Publié par GE44

Les naturalistes en lutte montrent une espèce de plante protégée sur le site de l'aéroport de Notre dame des Landes. Sebastien Salom-Gomis/SIPA

Les naturalistes en lutte montrent une espèce de plante protégée sur le site de l'aéroport de Notre dame des Landes. Sebastien Salom-Gomis/SIPA

Par Loïc Chauveau - Le Collectif des naturalistes en lutte rend public les résultats de l’inventaire précis de la richesse biologique du site de l’aéroport de Notre-Dame-des-Landes. 3 espèces végétales et 2 animales ont été oubliées lors des études d’impact précédentes.

PROTÉGÉS. Pendant trois ans, plus d’une cinquantaine de spécialistes des vertébrés et des invertébrés, des plantes et des arbres ont arpenté les 1200 hectares de prairies et champs qui pourraient disparaître sous l’emprise du projet aéroportuaire de Nantes (Loire-Atlantique).

# [Enregistrements fournis]
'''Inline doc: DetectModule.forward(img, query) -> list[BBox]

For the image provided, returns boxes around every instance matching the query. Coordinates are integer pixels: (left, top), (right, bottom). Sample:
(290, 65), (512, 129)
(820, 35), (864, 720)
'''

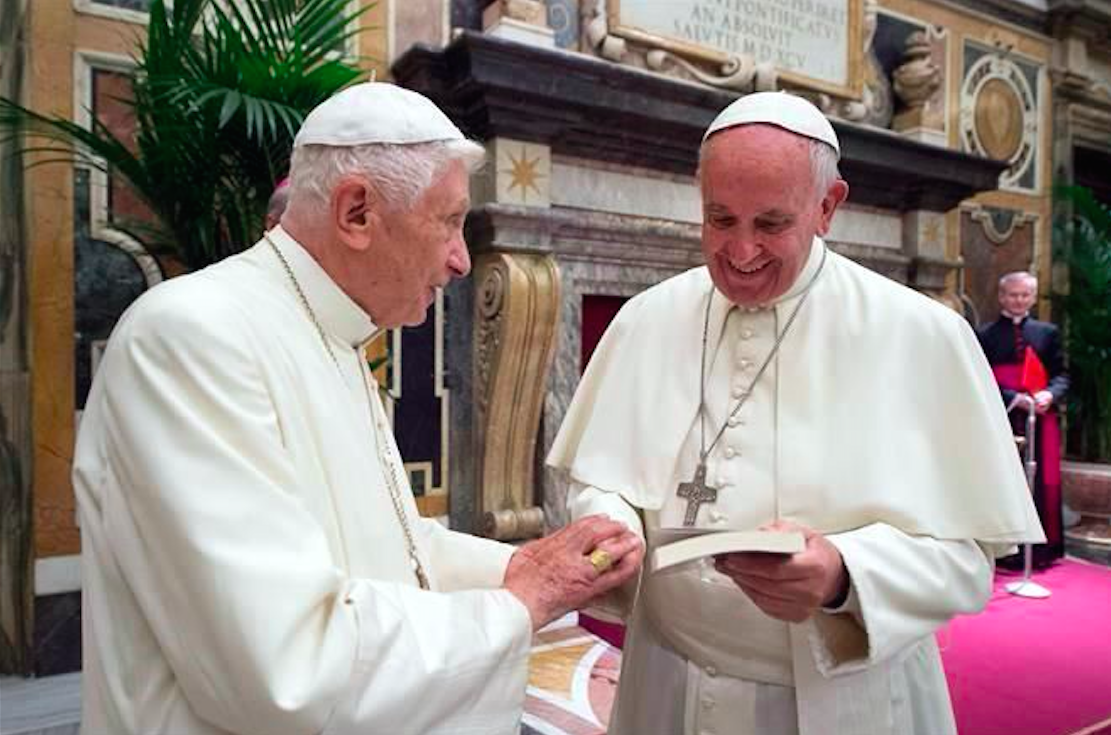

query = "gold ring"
(588, 548), (613, 574)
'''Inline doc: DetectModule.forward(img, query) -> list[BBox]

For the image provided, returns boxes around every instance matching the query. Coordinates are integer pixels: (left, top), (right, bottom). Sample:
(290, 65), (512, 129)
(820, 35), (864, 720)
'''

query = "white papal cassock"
(549, 238), (1042, 735)
(74, 228), (531, 735)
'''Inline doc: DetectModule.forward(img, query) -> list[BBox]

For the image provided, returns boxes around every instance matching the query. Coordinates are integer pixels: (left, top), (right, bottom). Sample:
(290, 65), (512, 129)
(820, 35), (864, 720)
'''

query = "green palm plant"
(0, 0), (372, 269)
(1054, 187), (1111, 461)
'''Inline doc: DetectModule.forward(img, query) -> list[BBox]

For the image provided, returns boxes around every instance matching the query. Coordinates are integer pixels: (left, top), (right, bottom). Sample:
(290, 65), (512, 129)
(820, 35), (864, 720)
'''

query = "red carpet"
(938, 561), (1111, 735)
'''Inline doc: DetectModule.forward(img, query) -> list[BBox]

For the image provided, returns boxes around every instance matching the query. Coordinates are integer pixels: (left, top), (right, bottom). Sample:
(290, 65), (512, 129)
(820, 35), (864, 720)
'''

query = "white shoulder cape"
(548, 247), (1043, 544)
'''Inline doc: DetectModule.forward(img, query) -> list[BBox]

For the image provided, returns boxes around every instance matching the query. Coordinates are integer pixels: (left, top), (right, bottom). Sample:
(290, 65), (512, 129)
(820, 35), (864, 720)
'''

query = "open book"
(652, 528), (807, 572)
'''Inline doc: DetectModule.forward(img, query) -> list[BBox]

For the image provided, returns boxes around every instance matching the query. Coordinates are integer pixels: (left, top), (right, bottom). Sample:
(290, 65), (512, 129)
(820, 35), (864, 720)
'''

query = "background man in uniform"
(977, 271), (1069, 568)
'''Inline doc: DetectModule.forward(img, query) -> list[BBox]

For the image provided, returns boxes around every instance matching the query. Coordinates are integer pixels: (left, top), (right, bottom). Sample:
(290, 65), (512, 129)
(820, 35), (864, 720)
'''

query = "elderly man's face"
(701, 124), (848, 305)
(357, 161), (471, 328)
(999, 273), (1038, 316)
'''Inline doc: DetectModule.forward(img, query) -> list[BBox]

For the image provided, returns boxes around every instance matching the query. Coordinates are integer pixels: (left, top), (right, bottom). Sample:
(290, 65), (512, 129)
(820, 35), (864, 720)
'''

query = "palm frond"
(0, 0), (372, 268)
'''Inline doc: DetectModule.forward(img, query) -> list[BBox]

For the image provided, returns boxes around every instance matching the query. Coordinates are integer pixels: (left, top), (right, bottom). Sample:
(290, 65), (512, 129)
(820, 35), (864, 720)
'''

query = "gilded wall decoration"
(960, 41), (1042, 193)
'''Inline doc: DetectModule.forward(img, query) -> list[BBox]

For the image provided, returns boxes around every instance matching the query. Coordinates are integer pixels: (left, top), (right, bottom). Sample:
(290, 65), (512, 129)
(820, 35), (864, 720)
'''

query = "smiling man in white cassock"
(73, 83), (643, 735)
(549, 92), (1042, 735)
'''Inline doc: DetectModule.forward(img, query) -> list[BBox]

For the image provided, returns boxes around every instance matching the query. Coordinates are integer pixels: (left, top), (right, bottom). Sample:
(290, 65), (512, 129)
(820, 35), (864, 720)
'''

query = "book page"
(651, 528), (807, 572)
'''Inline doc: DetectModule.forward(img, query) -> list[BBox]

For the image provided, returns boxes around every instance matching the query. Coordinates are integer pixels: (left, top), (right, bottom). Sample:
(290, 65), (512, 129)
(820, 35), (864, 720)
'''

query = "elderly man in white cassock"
(549, 92), (1042, 735)
(74, 83), (643, 735)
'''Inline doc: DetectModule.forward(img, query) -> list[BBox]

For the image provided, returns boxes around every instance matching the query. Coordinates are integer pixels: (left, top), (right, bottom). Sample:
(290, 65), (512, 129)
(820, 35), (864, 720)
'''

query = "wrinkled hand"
(1034, 391), (1053, 413)
(714, 522), (849, 623)
(503, 515), (644, 630)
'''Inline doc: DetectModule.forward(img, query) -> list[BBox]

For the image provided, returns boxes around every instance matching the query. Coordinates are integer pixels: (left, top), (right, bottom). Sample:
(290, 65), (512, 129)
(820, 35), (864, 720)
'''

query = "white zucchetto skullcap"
(702, 92), (841, 159)
(293, 82), (463, 148)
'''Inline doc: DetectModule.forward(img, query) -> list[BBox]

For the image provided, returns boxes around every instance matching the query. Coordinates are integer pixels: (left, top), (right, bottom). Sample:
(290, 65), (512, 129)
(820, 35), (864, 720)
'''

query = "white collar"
(267, 224), (378, 348)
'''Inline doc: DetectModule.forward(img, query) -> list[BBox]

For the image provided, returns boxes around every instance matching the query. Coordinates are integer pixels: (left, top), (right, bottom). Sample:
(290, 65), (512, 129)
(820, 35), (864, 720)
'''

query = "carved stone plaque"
(607, 0), (863, 98)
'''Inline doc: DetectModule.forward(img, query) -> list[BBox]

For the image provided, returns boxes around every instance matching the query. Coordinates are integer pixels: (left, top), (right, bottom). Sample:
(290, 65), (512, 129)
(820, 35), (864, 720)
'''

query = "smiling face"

# [Travail demandé]
Poursuivez l'article sur l'inventaire naturaliste du site de Notre-Dame-des-Landes à la suite de sa dernière phrase.

# [Production attendue]
"Les visites mensuelles sur le terrain ont remplacé les explorations thématiques par espèce", raconte François de Beaulieu, porte-parole du Collectif des naturalistes en lutte. Le but des naturalistes était évidemment de donner de nouveaux arguments de protection de la biodiversité aux opposants au projet. A ce titre, l’objectif est rempli : les scientifiques amateurs et professionnels ont débusqué trois espèces protégées qui n’avaient pas été repérées dans les inventaires précédents. Crossope aquatique et triton de Blasius pour les animaux, Pulicaria vulgaris, Exaculum pusillum et Sibthorpia pour les végétaux devraient donc en toute logique obliger les pouvoirs publics à redémarrer une procédure d’enquête publique. "Nous offrons ainsi une solution juridique au gouvernement pour rouvrir le dossier et réévaluer le projet sans que personne perde la face", espère François de Beaulieu.

TRITONS. Au passage, les "naturalistes en lutte" mettent en doute le sérieux des inventaires précédents. Ainsi, le triton crêté et le triton marbré avaient bien été repérés par les études précédentes, mais pas le triton de blasius, alors que celui-ci est un hybride de ces deux espèces.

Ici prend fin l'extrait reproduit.